§ TEXT PROVIDED:
<<<<

ETA for departure, somewhere from July the 7th to July the 10th.
Good news for staffing, we will have two new crew members joining Liberate on her next leg to San Diego. (more to follow)

Made land in Oakland after 9 days at sea

09 June 2011 | SV Liberate in the Pacific Ocean
Terence Singh
Waking up on a cool Northern cali morning does not entice one to don full dive gear and jump overboard in Drakes Bay to carve away 20 wraps of Spinnaker Sock snubbing line from the propeller shaft! Neither of my crew looked more eager than me so over I went in a 3mm wet suit...that first rush of cold water inside the neoprene invoked a involuntary gasping reflex...and my nuts ended up in my stomach! 15 minutes later the offending line was cut away, interesting to note that the shaft Zinc which was installed new in March at Westport in Sidney had disintegrated so much that it fell off the shaft...another future dive...before exiting I asked Ryan and Chris to engage forward gear just to make sure we had propulsion...well, not today. Several minutes of debating back in the cockpit (I don't like that word) with the floor up it appeared that when the shaft bound and stalled the engine out at sea we broke something deep inside the transmission...fiddling around with the gear shift we were able to select forward gear only and decided to see of we could limp to SF. 5 hours later, dodging tankers under the Golden gate Bridge and a lovely sail past Alcatraz, we quite skillfully found ourselves in Emeryville City Marina managing to make our assigned slip without any reverse thrust whatsoever! 9 days, 800 offshore miles, few events but safe and sound. Let the next saga begin...the repair of the Volvo Penta MD17C transmission! The picture is of Drakes Bay where Sir Francis supposedly stopped over in 1579

Point Reyes, California.

>>>>

§ ENTRIES SHOWN:
<<<<

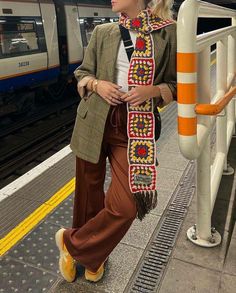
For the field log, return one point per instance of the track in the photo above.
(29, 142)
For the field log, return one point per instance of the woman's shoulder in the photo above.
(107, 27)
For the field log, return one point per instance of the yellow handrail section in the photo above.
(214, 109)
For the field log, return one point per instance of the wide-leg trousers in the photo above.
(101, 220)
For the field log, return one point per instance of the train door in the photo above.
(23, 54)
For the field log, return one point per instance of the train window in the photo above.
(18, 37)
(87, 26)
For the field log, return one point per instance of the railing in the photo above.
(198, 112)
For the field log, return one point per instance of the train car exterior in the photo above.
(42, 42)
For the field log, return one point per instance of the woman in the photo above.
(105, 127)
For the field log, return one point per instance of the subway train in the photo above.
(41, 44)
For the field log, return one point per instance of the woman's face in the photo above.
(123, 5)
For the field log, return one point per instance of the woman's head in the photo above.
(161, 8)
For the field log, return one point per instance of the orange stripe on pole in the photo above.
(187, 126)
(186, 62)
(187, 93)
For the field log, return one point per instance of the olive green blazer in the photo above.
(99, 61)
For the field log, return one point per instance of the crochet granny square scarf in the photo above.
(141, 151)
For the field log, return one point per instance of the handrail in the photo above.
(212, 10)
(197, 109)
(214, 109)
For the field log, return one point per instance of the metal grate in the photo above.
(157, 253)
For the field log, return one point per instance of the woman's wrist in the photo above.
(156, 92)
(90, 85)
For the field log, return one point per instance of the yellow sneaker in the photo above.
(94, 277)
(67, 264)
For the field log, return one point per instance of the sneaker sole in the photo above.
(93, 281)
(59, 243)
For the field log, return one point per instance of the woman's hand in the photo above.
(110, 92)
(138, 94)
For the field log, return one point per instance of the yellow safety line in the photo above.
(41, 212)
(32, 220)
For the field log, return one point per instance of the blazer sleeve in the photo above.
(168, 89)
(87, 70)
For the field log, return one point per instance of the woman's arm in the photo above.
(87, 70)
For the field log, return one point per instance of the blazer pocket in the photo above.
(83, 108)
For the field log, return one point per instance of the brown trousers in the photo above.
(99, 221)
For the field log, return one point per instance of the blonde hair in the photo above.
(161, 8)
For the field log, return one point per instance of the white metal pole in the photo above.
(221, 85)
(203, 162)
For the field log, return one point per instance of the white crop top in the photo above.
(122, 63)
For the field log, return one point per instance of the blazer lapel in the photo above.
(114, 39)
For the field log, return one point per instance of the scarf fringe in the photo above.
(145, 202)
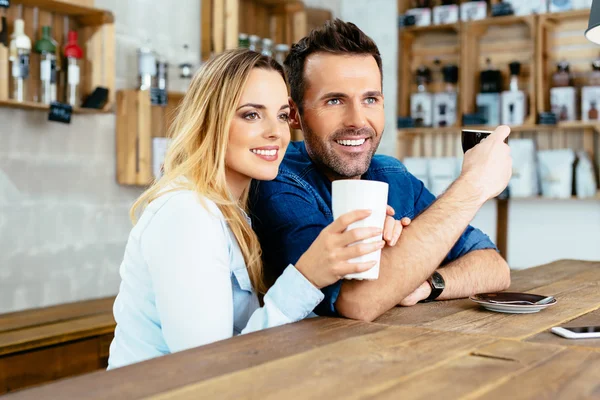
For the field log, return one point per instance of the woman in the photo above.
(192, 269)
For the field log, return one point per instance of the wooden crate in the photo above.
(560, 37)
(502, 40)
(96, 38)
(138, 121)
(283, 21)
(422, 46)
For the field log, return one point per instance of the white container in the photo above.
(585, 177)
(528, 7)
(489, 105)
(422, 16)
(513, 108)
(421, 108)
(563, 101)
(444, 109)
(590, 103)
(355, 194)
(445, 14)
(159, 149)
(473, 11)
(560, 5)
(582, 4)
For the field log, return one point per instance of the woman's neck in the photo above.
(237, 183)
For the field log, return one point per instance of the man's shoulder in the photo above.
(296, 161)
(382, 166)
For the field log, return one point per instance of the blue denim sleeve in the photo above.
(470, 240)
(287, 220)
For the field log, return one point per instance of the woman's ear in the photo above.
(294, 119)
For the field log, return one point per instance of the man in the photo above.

>>>>

§ COMPLETE THE FOLLOWING:
• 1. Answer these about the sailing log, one per line:
(a) What window is given for departure?
(b) How many wraps of snubbing line were cut from the propeller shaft?
(c) In which marina did the boat end up?
• 2. Duplicate the passage of the sailing log between "ETA for departure, somewhere" and "(more to follow)", inclusive.

§ IN RESPONSE:
• 1.
(a) Somewhere from July the 7th to July the 10th.
(b) 20 wraps.
(c) Emeryville City Marina.

• 2.
ETA for departure, somewhere from July the 7th to July the 10th.
Good news for staffing, we will have two new crew members joining Liberate on her next leg to San Diego. (more to follow)